Speaking of pubs: the legal drinking age in England is 18. The twins are 18, so I told them to bring their licenses if they wanted to try a legal drink in England. BUT ALSO: there seemed to be approximately zero carding. At one restaurant, the ordering was done using a device at the table, and we ordered two hard ciders, one for Elizabeth and one for William. Then I went to use the bathroom, and the drinks were delivered to the table of kids while I was gone—and no one checked the kids’ IDs. On another occasional, William ordered a beer; he was not carded. One restaurant brought everyone a little glass of champagne, including one for Henry, age 16; no one even ASKED how old anyone was.

In the U.S., I am more accustomed to card-everyone policies, or AT LEAST to card-everyone-who-looks-under-40 policies. Businesses can get into serious trouble if they sell alcohol to anyone not old enough to drink it. When the kids were trying to buy us a bottle of champagne for our anniversary, the store wouldn’t sell it to William, age 22 and therefore allowed to buy alcohol, because Elizabeth was with him. We wondered if in England there are not such severe penalties for violations, so the enforcement doesn’t have to be so rigid. Or maybe with a lower drinking age, there just aren’t anywhere near as many violations to worry about.

Slightly Dressier (But Still Fun) Work Clothes: Please Point in the Direction Of

I still have so many things to say about England, but also other things are happening: my supervisor is putting me at the library check-out desk one day a week, and that is a role for which is it more difficult to justify my cargo shorts and graphic t-shirts and Converse sneakers. Not impossible (we are a casual workplace), but more difficult. Also: supportive shoes are important, because I find standing still MUCH more physically difficult than the constant motion of shelving.

My friend J already recommended this POCKETED skort, which she was wearing at the time and in which she looked SMOKING (PROFESSIONAL/COMFY-STYLE SMOKE) (ALSO REGULAR SMOKE) in:

(image from Amazon.com)

I am definitely buying at least one, when I can decide on a pattern. My idea is that I will wear it with my usual graphic t-shirts, so maybe I should get it in plain navy or black—but I am more drawn to the patterns.

And then I am thinking I need shoes. Maybe I do not need shoes! Maybe a skirt + a graphic tee + Converse is good! But I think I would feel comfier in a nice supportive mary jane shoe, or else something pseudo-dressy like GLITTER sneakers. Or GLITTER MARY JANES. Let me know if you have seen such a thing. Should I wear them with knee socks? Maybe fun knee socks! COMPRESSION knee socks, for the aging calves in need of support! I could wear the ones I bought for the flight to England and never used!

> **Task statement**:
Please write the next part of the blog post about England and work clothes, picking up after its final sentence. These lines have no connection to the blog post about England and work clothes.

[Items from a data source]
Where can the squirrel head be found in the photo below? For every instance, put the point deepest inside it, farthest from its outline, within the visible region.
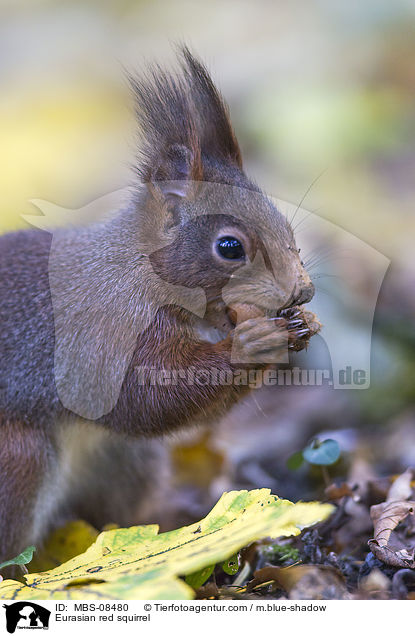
(220, 231)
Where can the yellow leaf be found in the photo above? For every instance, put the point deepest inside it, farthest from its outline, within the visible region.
(139, 563)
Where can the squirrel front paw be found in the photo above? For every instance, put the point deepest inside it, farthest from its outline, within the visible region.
(260, 340)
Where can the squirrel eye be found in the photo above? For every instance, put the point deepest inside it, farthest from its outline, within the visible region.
(230, 248)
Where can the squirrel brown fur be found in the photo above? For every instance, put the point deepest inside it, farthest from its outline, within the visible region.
(195, 221)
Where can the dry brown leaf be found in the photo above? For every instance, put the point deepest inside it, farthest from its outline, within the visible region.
(303, 581)
(386, 516)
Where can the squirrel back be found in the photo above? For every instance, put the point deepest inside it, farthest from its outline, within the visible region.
(198, 273)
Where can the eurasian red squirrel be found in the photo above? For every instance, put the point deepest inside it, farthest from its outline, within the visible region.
(213, 230)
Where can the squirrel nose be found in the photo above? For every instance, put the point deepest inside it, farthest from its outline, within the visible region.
(305, 295)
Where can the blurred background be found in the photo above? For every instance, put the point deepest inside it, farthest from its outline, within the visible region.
(322, 99)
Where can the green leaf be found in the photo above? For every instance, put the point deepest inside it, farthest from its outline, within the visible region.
(197, 579)
(231, 566)
(139, 563)
(21, 559)
(295, 461)
(322, 453)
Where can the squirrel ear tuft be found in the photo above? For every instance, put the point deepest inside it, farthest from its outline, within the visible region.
(174, 171)
(184, 123)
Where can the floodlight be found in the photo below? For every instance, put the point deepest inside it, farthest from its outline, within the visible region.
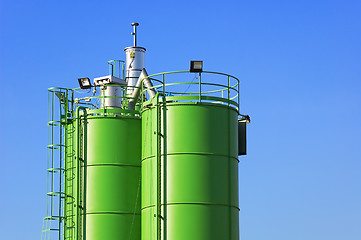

> **Solved exercise**:
I think what I am looking for is a very-slightly-dressier version of my normal everyday clothes, but still conforming to my resolution from a few years ago to buy clothes that are More Fun: Converse in colors/patterns, and all the fun graphic tees that are the equivalent of what you can buy in the girls 4-16 section, but in my size. (Annoyingly, most of those links will default to men’s/black, even though I selected women’s/color; the ones that DON’T default are the ones that are NOT AVAILABLE in men’s/black. I have the tulip shirt in GREEN, I have the rose shirt and the flamingo shirt in PINK, I have the Hello Sunshine shirt in YELLOW, I have the butterfly shirt and the rainbow shirt in BABY BLUE, I have the wildflower shirt and the Hot Disney Robin Hood Fox shirt and the autumn leaves shirt in OLIVE, etc.)

(image from Amazon.com)

So, like, maybe a stretchy skirt with pockets, and a graphic t-shirt, and stripey knee socks, and supportive glitter mary-janes? Okay, fine: plain black mary-janes, to keep it professional—maybe these or these, since I already know Skechers fit me well. Or/and maybe this is my moment to try a big poufy/swirl skirt? If you have seen things that seem like they’d fall into this category (ESPECIALLY supportive-but-fun shoes and comfortable-skirts-with-pockets), please point me in that direction!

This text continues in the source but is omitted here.